# [EXERCISE]
In the entries below, spot each line with the word "worker" and copy it.
(GIVEN DATA Opens)
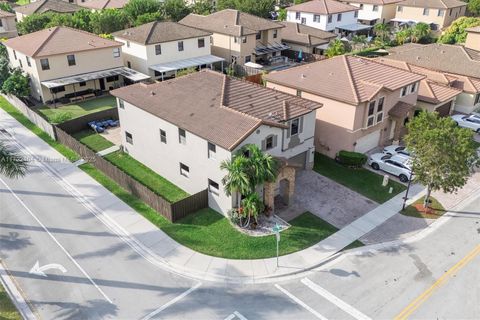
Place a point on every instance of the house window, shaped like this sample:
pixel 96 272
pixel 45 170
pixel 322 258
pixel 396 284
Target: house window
pixel 129 137
pixel 213 187
pixel 71 60
pixel 212 150
pixel 184 170
pixel 182 137
pixel 44 63
pixel 163 136
pixel 294 127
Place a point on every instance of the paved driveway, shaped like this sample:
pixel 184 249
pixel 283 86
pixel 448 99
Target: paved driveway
pixel 327 199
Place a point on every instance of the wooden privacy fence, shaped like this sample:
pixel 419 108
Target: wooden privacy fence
pixel 171 211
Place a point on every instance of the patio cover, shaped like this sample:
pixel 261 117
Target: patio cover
pixel 271 48
pixel 120 71
pixel 355 27
pixel 187 63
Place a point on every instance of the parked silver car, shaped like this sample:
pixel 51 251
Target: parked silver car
pixel 397 165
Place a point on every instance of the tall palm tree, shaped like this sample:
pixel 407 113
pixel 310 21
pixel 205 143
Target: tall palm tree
pixel 12 164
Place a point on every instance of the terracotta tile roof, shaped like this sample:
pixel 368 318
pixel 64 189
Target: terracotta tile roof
pixel 349 79
pixel 103 4
pixel 231 22
pixel 322 7
pixel 42 6
pixel 215 107
pixel 439 57
pixel 158 32
pixel 58 40
pixel 302 34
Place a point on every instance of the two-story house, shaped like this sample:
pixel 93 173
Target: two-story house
pixel 63 63
pixel 212 118
pixel 366 104
pixel 327 15
pixel 439 14
pixel 460 64
pixel 375 11
pixel 160 49
pixel 8 25
pixel 240 37
pixel 42 6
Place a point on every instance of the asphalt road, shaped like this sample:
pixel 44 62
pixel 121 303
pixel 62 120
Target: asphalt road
pixel 105 277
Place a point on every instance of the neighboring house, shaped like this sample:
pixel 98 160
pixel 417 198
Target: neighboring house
pixel 212 116
pixel 42 6
pixel 8 25
pixel 435 93
pixel 327 15
pixel 366 104
pixel 305 39
pixel 240 37
pixel 439 14
pixel 160 49
pixel 375 11
pixel 65 63
pixel 460 64
pixel 473 38
pixel 102 4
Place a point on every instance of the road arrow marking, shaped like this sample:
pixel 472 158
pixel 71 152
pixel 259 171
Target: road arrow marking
pixel 39 271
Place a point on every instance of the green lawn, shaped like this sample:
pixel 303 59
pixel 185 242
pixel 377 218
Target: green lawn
pixel 75 110
pixel 360 180
pixel 93 140
pixel 146 176
pixel 7 308
pixel 67 152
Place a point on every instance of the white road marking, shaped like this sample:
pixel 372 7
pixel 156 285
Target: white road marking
pixel 173 301
pixel 335 300
pixel 236 314
pixel 301 303
pixel 56 241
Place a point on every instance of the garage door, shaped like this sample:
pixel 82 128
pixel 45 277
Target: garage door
pixel 368 142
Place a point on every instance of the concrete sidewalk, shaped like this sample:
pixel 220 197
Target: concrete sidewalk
pixel 157 247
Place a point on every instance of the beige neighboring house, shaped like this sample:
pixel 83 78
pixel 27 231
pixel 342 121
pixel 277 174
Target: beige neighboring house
pixel 240 37
pixel 8 25
pixel 372 12
pixel 213 116
pixel 366 104
pixel 160 49
pixel 42 6
pixel 460 64
pixel 66 64
pixel 300 37
pixel 439 14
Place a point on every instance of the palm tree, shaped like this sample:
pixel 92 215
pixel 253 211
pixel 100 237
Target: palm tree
pixel 12 164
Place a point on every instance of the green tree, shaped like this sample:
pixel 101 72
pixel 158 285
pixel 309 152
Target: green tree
pixel 456 33
pixel 12 164
pixel 335 48
pixel 443 153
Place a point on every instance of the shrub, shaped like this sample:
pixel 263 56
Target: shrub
pixel 351 159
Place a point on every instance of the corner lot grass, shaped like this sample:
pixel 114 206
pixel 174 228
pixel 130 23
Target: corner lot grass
pixel 76 110
pixel 360 180
pixel 11 110
pixel 93 140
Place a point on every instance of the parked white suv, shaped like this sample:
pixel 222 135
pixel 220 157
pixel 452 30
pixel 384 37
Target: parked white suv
pixel 397 165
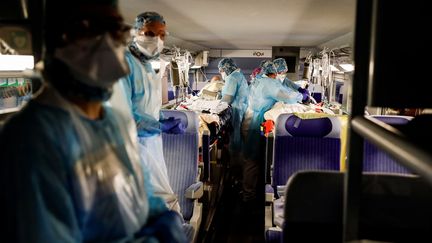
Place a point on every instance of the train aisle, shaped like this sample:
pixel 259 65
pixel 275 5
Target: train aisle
pixel 236 221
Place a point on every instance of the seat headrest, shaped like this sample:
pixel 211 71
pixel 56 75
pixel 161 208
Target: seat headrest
pixel 188 118
pixel 294 126
pixel 393 120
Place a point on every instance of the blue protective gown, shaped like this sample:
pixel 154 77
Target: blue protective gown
pixel 59 191
pixel 263 94
pixel 236 86
pixel 290 84
pixel 144 95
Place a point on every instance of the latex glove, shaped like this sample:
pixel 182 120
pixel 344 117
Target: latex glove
pixel 172 125
pixel 305 94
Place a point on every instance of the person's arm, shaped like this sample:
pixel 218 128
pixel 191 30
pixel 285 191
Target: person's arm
pixel 290 84
pixel 40 202
pixel 134 89
pixel 229 90
pixel 281 93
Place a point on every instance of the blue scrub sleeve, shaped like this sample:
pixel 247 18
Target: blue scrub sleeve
pixel 290 84
pixel 146 125
pixel 230 87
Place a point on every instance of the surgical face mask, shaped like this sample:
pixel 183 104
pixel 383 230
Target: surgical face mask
pixel 281 77
pixel 223 74
pixel 149 46
pixel 97 62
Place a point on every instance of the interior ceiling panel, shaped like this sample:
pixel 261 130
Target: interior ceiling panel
pixel 249 24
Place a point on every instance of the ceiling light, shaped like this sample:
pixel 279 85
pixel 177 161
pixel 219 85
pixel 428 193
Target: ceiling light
pixel 16 62
pixel 347 67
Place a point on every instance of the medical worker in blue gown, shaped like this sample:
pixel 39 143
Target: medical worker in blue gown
(GIVEN DATA Closes)
# [OUTPUT FOR THIS TASK]
Place a point on every instance of the medical worker in blue gown, shaped like this sample:
Target: medical worker in blue gown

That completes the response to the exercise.